• _Page text_
_ _ _ _

And the beneficiaries of such technolgies could extend far beyond just those who are currently plugged in.

Blindly claiming social media vastly exceeds the value of such research fails to pass the most casual of sniff tests.

I don't think it's reasonable to question that assumption. Humans are social creatures, and social networks make it easier to connect with people over arbitrary distances. To deny that social networking is not beneficial is equivalent to arguing that telephones and postal services are not beneficial.

Your analysis focuses only on Facebook. Of course people are leaving Facebook. But is the total user population of all social networking apps decreasing? I doubt it.

> First: a false equivalence and shifting goalposts. Your initial claim was "most of the academic research".

Poor phrasing on my part. My original goalpost was "the academic research like this," which is admittedly vague. What I meant was research projects focused on image processing and interpretation.

> Third: what you see as a useless toy has some pretty evident applications that I can consider.

I don't see it as a useless toy. I just think it's far less useful than social networking services, which have a very practical obvious benefit.

> Blindly claiming social media vastly exceeds the value of such research fails to pass the most casual of sniff tests.

It's not a blind claim, it's what I feel is an extremely obvious claim.

I don't think it's reasonable to question that assumption

It's reasonable to question ALL assumptions.

Your analysis focuses only on Facebook.

No it doesn't. I pointed at FB as the largest of the present SNs, but referenced other SNs as well. FB is a leading exemplar of the field. My use of it isn't intended as exlusionary of other SNs.

My original goalpost was "the academic research like this,"

Which largely moots the rest of the argument. Though as I pointed out, "research such as this" actually does pose some reasonably interesting and useful applications. We can argue over those magnitudes, but I'll stick with my initial assessment that the net benefits of such research are likely to be high.

Also, but narrowly identifying what you feel is and isn't valuable research, you're sharply skewing the results to your favor. It's as if I said "but I meant by 'social media' 4Chan and HotOrNot".

it's what I feel is an extremely obvious claim.

And it's what I feel requires citation.

Which you've failed to provide, being rather more inclined to engage in rhetoric.


This is sorcery!

This technology is awesome. If it's as user friendly as they make it looks, I could see a lot of application for that!

One application I can see is teaching people how to model objects in 3d. You could use this as the 3-dimensional analog to tracing and have tutorials where you first get good at tracing the model and then try to recreate it from scratch.

For example, I have only tried my hand at 3d modelling once or twice (and sucked at it enough to give up), but just watching this I feel like I could model vases and lamp posts with a bit of practice.

most impressive thing for me about this demo is how good the shape detection is (seems way better than magnetic lasso in Photoshop), and how they brought different pieces of separate technologies together to such a fluid experience. And how the presenter sounds about 12.

These guys/girls know what they're doing.

> seems way better than magnetic lasso in Photoshop

Indeed, and it's very impressive work.

_ _ _ _

• _Parts of the exercise_
1. Repeat everything in the forum thread from "And it's what" down to "it from scratch.", word for word.
2. Reproduce every line of the records, requests included, but multiply each pixel coordinate in the answers by 1.7 and round it to a whole number, with halves rounded up. Omit the pictures.
The records below bear no relation to the forum thread.

_ _ _ _

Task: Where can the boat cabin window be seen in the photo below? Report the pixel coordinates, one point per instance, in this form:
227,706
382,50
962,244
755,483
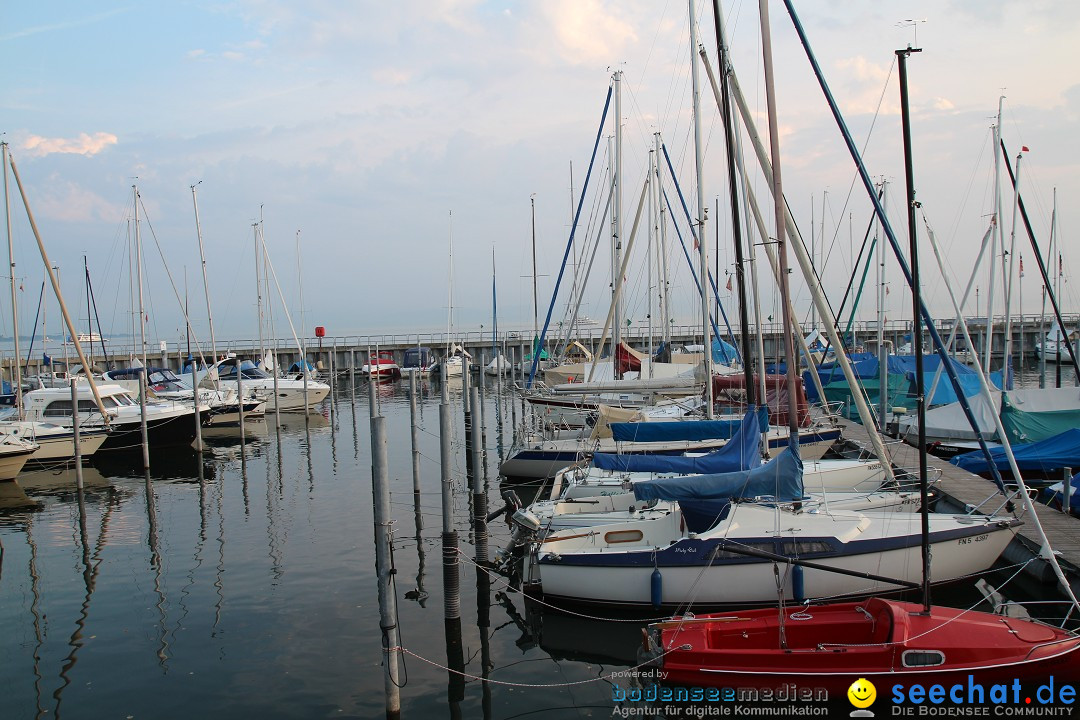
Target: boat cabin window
623,537
63,408
805,547
250,372
922,657
767,546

_ _ _ _

• _Responses for each task_
1.
And it's what I feel requires citation.

Which you've failed to provide, being rather more inclined to engage in rhetoric.


This is sorcery!

This technology is awesome. If it's as user friendly as they make it looks, I could see a lot of application for that!

One application I can see is teaching people how to model objects in 3d. You could use this as the 3-dimensional analog to tracing and have tutorials where you first get good at tracing the model and then try to recreate it from scratch.

2.
Task: Where can the boat cabin window be seen in the photo below? Report the pixel coordinates, one point per instance, in this form:
227,706
382,50
962,244
755,483
Target: boat cabin window
1059,913
107,694
1369,930
425,632
1567,1117
1304,928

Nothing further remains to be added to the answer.